### Document segment
** start **

I have compared the L35 HID to the SR90 in a beamshot, see here: http://lygte-info.dk/review/Beamshot%2014%20big%20lights%202010-09%20UK.html


----------



## Steve'O (Mar 31, 2011)

The runtime of the sr90 on high is about 3 times that of the varapower on high, this may matter to you or it may not.
Also the switch/control on the varapower is not water resistant, but neither is your Amondotech hid's for that matter.

Like srfreddy said, the VP2K gives more output but less throw unless you opt for the de-dome version which then will almost match sr90 in throw.
I like my VP2K's very much and Kevin who builds them is good to deal with. You are getting a custom built American made flashlight.

Both the Olight and Varapower are great lights but very different to each other.


----------



## 2100 (Mar 31, 2011)

Well this is the SR90 and POB 35W, which is very similar (actually it shd be identical) to your Amondotech (I have the 3152 too, that was quite a number of years ago).

http://www.youtube.com/watch?v=ErTyuMMRvZU

If you don't want to blow that much on LED coz they do advance/improve over the years, maybe can consider Trustfire X6? You still can knock out a person with that in your rural areas, and supposed to be very bright too. It is going for usd139 shipped at manafont. Since you are going to use it in real life, or even maybe have a semi-professional use for it, then I think the X6 should be easier to justify.


----------



## 2100 (Mar 31, 2011)

BTW, manafont uses HK Air parcel, it takes approx 10 days (2 weeks is a very safe bet) to get here which is about 3000km away, I'd think there are more stops to USA, guys here are saying that it takes like 1 month. But well...its free! Think DHL shipping costs like usd70 already. 
The guys selling the Trustfire X6 on ebay cost too much, esp those from the USA.


----------



## BirdofPrey (Mar 31, 2011)

Have to say I'm not much interested in the modded mag. After doing some reading about it, its not what I'm looking for. I have plenty of floody lights. Looking for a lot of light in a THROWER in this case. The SR90 would be my choice. Just can't decide if its worth it over my HID. I may have to liquidate some of my collection though.


----------



## 2100 (Mar 31, 2011)

You'll have to factor in the cost of replacement batteries. Even if you manage to bite the bullet and get the SR90, the batteries cost like nearly 300 bucks to replace. I think you'd want a $400 light to have at least 10 years of service.  
Trustfire X6 - just throw in some 18650s into your pocket, if the runtime bugs you. (I'm a pro photographer - so all these additional "small little batteries" is really a non-issue).


----------



## Fusion_m8 (Mar 31, 2011)

Ever considered the SR91?


----------



## ma_sha1 (Mar 31, 2011)

The warm up time will be greatly reduced with increased warm-up Amps. 

Upgrade Amondotech ballast to 55W will reduce start-up a lot, 
upgrade to 75W, it'll have pretty much instant high, little warm-up time, at a cost of run time though.


----------



## BirdofPrey (Mar 31, 2011)

** end **

### Collected data
** start **

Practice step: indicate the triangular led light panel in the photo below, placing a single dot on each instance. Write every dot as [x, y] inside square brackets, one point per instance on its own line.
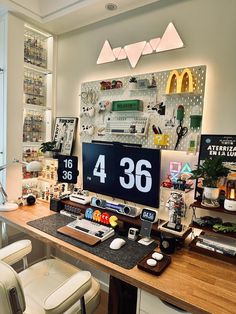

** end **

### Problem description
According to the forum thread, how does the SR90's runtime on high compare with the Varapower's runtime on high?

### Finished exercise
The SR90's runtime on high is about three times that of the Varapower on high.